* start Supplied passage *
Amabile is the Edsel Bryant Ford Professor of Business Administration, Emerita at Harvard Business School. More recently, she’s also the author of “Retiring: Creating a Life that Works for You.” A 2024 book that explores how the process of retiring involves a reconstruction of both the person and their life structure.

In many ways, this type of transformation can call for conscious culture change on the parts of business managers, Amabile says in the 1998 article, based on findings from 22 years of research. But it can be done, and the rewards can be great.

Meanwhile, the risks of not doing so may be even greater, Amabile says. When creativity is killed, an organization loses a potent competitive weapon: new ideas. It can also lose the energy and commitment of its people.

But even if organizations seem trapped in organizational systems that kill creativity, Amabile says, it is still possible to effect widespread change.

As an example, Amabile points to a transformation at Procter & Gamble that began in mid-1990s. Once a hotbed of creativity, P&G had in recent years seen the number of its product innovations decline significantly.

In response, P&G established Corporate New Ventures (CNV), a small cross-functional team that embodied many creativity-enhancing practices. Members of P&G’s new CNV team, for instance, were allowed to elect themselves. Which helped ensure intrinsic motivation on the part of participating professionals.

CNV team members were also given a clear, challenging strategic goal: to invent radical new products that would build the company’s future. On the other hand, however, the team was additionally given enormous latitude around how, when and where they approached their work.

Undeniably, the changed environment inhabited by P&G’s CNV team resulted in more creative output. Three years after its inception, the team had handed off 11 projects to the business sectors for execution.

And as of early 1998, those projects were beginning to flow out of the pipeline. The first product, designed to provide portable heat for several hours’ relief of minor pain, was already in test marketing. And six other products were slated to go to market within a year. Given the team’s success, P&G began to expand both the size and scope of the CNV venture.

In a marketing or advertising context, it seems reasonable that organizations could adopt similar strategies to those identified by Amabile in the P&G case. Including through the formation of small, cross-functional creative teams focused on generating innovative ideas. As well as by empowering team members by giving them the autonomy and resources they need to succeed.

Which might in turn include an environment where they feel comfortable taking risks, brainstorming freely and challenging conventional thinking. Both in terms of physical space design, and virtual communication channels.

Marketing and advertising teams could also bring more focus to radical innovation by encouraging their members to think outside the box. And develop truly groundbreaking campaigns.

At the same time, teams in marketing and advertising might also beware the risks of stifling or “killing” creativity. Including missed opportunities such as failures to capitalize on emerging trends or technologies. Or the production of ineffective “copycat” marketing campaigns that lack innovation, and subsequently often fail to capture attention or generate results. Or even a loss of talent as creative individuals leave for more stimulating environments.

All of which could make tough to stay above .500, much less win the whole thing.

Dada for Businesspeople: How Randomness Can Inspire Innovation

In the early years of the 20th century, the “Found Object” movement of artists, including Marcel Duchamp and Man Ray, challenged traditional notions of what art could be. By elevating everyday objects like water fountains and bicycle wheels to the status of artworks, these figures demonstrated the potential for creativity to be found in the most unexpected places.

Much like in art, predictions about which business ideas will succeed in the marketplace can also be hard to make.
* end Supplied passage *
* start Information supplied *
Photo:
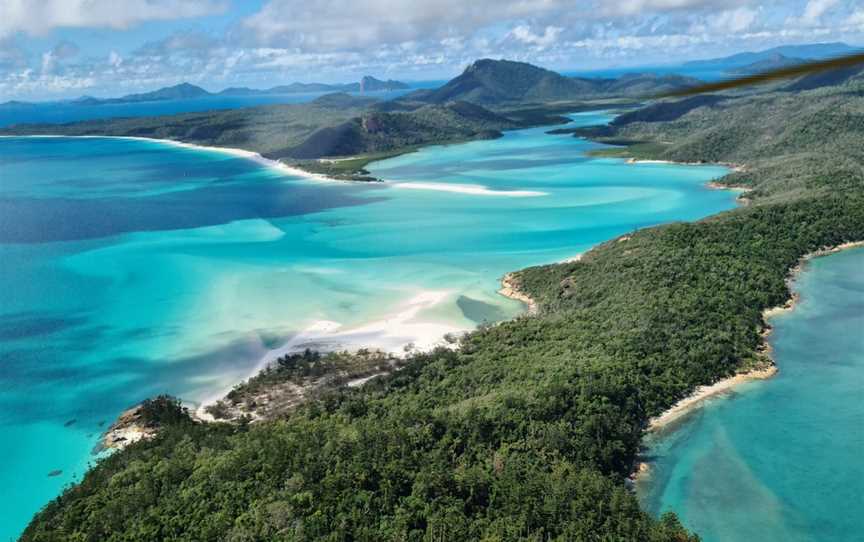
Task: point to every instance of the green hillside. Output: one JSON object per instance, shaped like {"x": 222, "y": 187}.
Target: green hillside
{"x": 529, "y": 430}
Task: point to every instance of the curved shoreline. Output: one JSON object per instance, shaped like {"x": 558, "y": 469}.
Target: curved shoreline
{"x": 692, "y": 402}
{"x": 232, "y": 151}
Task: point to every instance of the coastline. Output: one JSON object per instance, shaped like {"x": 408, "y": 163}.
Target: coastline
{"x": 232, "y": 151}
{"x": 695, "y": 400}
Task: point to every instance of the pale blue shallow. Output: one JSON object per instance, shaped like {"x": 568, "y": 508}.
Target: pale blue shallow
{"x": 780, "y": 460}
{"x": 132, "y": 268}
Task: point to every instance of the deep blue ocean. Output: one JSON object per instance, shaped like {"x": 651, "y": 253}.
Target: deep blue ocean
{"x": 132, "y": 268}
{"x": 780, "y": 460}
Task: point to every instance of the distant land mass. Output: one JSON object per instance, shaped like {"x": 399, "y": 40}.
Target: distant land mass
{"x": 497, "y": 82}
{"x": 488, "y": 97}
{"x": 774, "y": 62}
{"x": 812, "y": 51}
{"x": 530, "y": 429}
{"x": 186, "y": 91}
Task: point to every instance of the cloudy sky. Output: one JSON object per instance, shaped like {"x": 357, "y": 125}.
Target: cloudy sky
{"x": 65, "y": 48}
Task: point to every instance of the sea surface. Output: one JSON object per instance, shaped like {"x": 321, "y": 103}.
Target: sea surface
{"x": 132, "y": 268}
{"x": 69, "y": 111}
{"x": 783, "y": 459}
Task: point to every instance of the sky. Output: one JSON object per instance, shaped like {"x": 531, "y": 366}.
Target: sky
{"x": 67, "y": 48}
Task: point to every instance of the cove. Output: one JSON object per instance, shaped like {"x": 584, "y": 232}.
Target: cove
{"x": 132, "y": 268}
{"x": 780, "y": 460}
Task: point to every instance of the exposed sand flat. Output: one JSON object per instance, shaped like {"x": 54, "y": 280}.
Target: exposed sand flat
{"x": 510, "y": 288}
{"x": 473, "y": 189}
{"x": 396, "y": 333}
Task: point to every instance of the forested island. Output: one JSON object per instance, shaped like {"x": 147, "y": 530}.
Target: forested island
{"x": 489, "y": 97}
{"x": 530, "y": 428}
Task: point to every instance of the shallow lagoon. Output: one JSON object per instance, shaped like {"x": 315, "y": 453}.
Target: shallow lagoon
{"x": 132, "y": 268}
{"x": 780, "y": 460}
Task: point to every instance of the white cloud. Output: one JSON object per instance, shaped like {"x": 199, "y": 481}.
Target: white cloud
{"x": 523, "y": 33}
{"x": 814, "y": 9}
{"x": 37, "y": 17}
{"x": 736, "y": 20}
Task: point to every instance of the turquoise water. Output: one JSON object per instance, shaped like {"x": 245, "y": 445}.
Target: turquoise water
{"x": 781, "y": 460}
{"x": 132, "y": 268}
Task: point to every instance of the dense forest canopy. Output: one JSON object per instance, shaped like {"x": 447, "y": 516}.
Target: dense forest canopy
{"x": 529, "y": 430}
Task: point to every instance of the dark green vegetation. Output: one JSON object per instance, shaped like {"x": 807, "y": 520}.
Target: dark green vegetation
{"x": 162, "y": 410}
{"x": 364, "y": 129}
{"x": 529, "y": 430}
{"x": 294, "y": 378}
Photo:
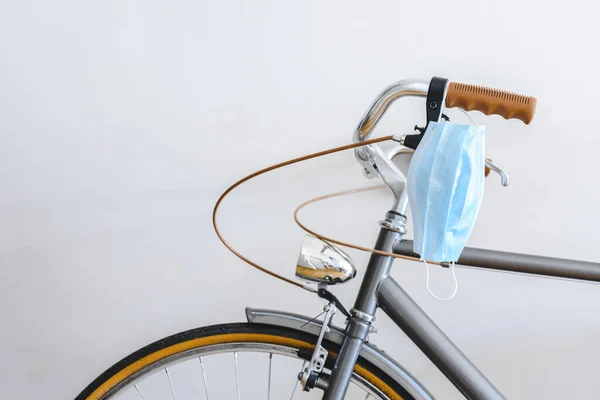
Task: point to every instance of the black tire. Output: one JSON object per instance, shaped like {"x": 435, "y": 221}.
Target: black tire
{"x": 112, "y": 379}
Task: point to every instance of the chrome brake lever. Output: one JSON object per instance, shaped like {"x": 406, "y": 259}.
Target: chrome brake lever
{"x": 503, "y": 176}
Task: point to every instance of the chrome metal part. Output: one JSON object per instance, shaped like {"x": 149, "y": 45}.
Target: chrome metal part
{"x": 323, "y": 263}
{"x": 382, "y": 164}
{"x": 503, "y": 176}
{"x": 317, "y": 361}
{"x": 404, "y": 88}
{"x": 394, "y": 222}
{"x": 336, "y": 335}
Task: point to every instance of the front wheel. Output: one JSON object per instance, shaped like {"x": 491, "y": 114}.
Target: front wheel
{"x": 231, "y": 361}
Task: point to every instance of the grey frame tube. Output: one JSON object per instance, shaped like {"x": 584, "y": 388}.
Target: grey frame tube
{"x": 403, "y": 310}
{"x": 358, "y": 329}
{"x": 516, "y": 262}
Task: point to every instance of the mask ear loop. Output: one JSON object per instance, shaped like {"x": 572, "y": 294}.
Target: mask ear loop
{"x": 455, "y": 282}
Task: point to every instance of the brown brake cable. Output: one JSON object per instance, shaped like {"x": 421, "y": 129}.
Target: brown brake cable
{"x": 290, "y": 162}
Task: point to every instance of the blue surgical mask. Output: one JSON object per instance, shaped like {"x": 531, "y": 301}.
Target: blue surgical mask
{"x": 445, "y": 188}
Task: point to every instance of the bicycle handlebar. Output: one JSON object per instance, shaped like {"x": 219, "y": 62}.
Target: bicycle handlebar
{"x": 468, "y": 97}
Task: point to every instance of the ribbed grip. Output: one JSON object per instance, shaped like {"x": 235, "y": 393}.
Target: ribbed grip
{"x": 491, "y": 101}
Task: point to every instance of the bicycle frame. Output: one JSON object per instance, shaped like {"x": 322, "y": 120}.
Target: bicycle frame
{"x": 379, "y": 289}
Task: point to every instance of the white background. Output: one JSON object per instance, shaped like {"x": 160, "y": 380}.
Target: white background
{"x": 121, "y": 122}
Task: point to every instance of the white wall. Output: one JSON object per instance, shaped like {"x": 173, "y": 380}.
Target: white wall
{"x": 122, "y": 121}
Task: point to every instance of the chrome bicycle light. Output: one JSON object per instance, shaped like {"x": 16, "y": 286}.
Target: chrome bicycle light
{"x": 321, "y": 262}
* end Information supplied *
= Work to be completed =
Answer these questions from the creativity passage:
(a) How many years of research was the 1998 article based on?
(b) How many projects had the CNV team handed off to the business sectors three years after its inception?
(c) Which two artists does the passage name as part of the "Found Object" movement?

= Expected answer =
(a) 22 years
(b) 11 projects
(c) Marcel Duchamp and Man Ray